• **TASK INSTRUCTIONS**
a. In the discussion, which method did Colin.champion find, to his surprise, also has the median voter property?
b. Quote the discussion word for word, starting with "Thanks again. DavidMCEddy" and going on through "Arrow's impossibility theorem?".
c. List every time and date that appears in a signature in the discussion.
[START OF SOURCE PASSAGE]
Thanks again. DavidMCEddy (talk) 15:14, 2 August 2021 (UTC)Reply

@Colin.champion: Might it be convenient for you to find a reference documenting the circumstances under which the probability is zero of an outcome violating the Condorcet Criterion? If yes, might it also be convenient for you to add something about that to the articles on median voter theorem and Arrow's impossibility theorem?

For me at least, it greatly strengthen's the case for using a Condorcet criterion with ranked voting. And it also increases the value of the median voter theorem while explaining why Arrow's impossibility theorem can be ignored for all practical purposes. Thanks again DavidMCEddy (talk) 18:24, 2 August 2021 (UTC)Reply

David – thanks for your comments, I’ll wait to see if anyone else adds anything. I’m afraid I don’t know of any references of the type you ask for; I doubt there’s much to say, and if there’s anything at all, it’s quite likely that no one would have said it. Until a few days ago I thought it was only Condorcet systems which possessed the median voter property, and I was surprised to find while researching for this article that Coombs' method also possesses it. I’ve never seen a general statement. Colin.champion (talk) 07:10, 3 August 2021 (UTC)Reply

I know about voting systems and Accuracy of ranked voting methods seems completely obscure, so if I can't easily see what the heck this it, I'd call it nonsense, 100% OR, not simple calculations, that deserves no attention on wikipedia. Tom Ruen (talk) 07:54, 3 August 2021 (UTC)Reply

Let x₀, x₁, x₂ be real numbers understood as the positions of candidates along a continuum. Let B(x₀,x₁,x₂) be an indicator function whose value is 1 if, given infinitely many voters whose positions are governed by a standard gaussian distribution, the Borda winner is the candidate closest to the mean of the voter distribution, and whose value is 0 otherwise. Then the entry for m=3 against the Borda count in the table is the integral over x₀ x₁ x₂ of B(x₀,x₁,x₂)×g(x₀)×g(x₁)×g(x₂) where g() is the standard gaussian density function.
[END OF SOURCE PASSAGE]
[START OF INFORMATION SUPPLIED]
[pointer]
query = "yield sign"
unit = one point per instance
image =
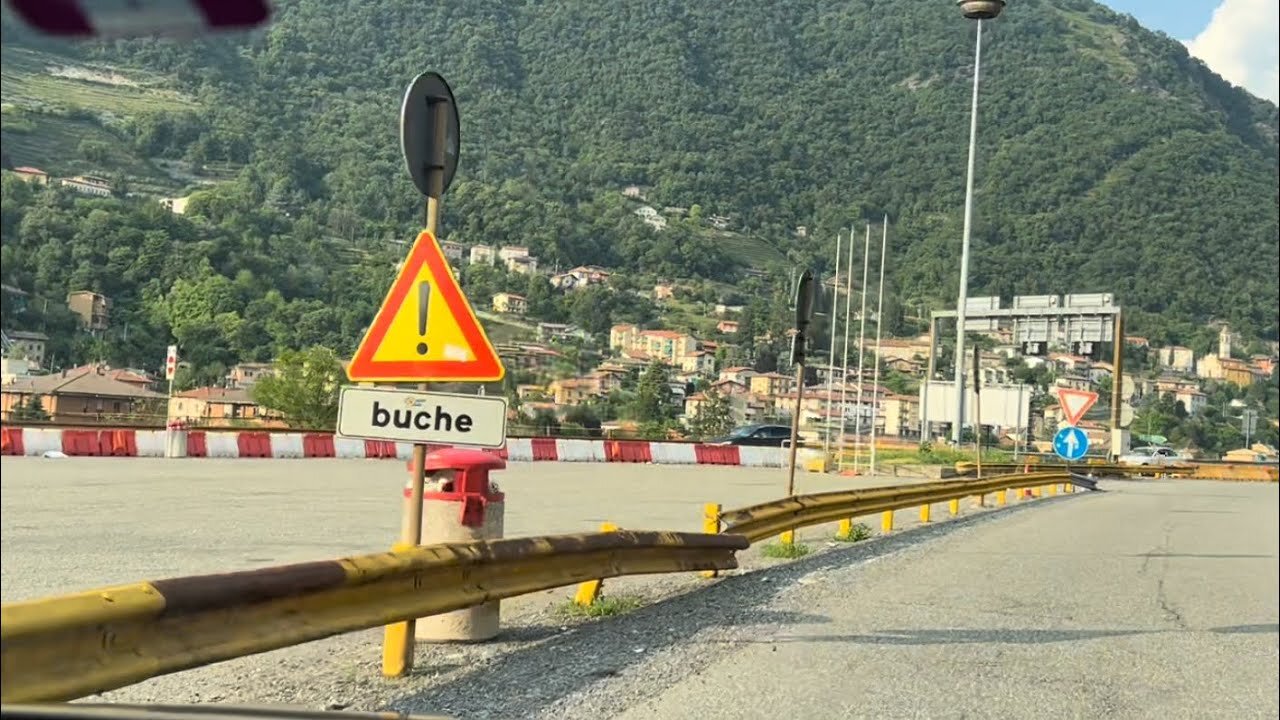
[END OF INFORMATION SUPPLIED]
• **RESPONSES IN ORDER**
a. Coombs' method

b.
Thanks again. DavidMCEddy (talk) 15:14, 2 August 2021 (UTC)Reply

@Colin.champion: Might it be convenient for you to find a reference documenting the circumstances under which the probability is zero of an outcome violating the Condorcet Criterion? If yes, might it also be convenient for you to add something about that to the articles on median voter theorem and Arrow's impossibility theorem?

c.
- 15:14, 2 August 2021 (UTC)
- 18:24, 2 August 2021 (UTC)
- 07:10, 3 August 2021 (UTC)
- 07:54, 3 August 2021 (UTC)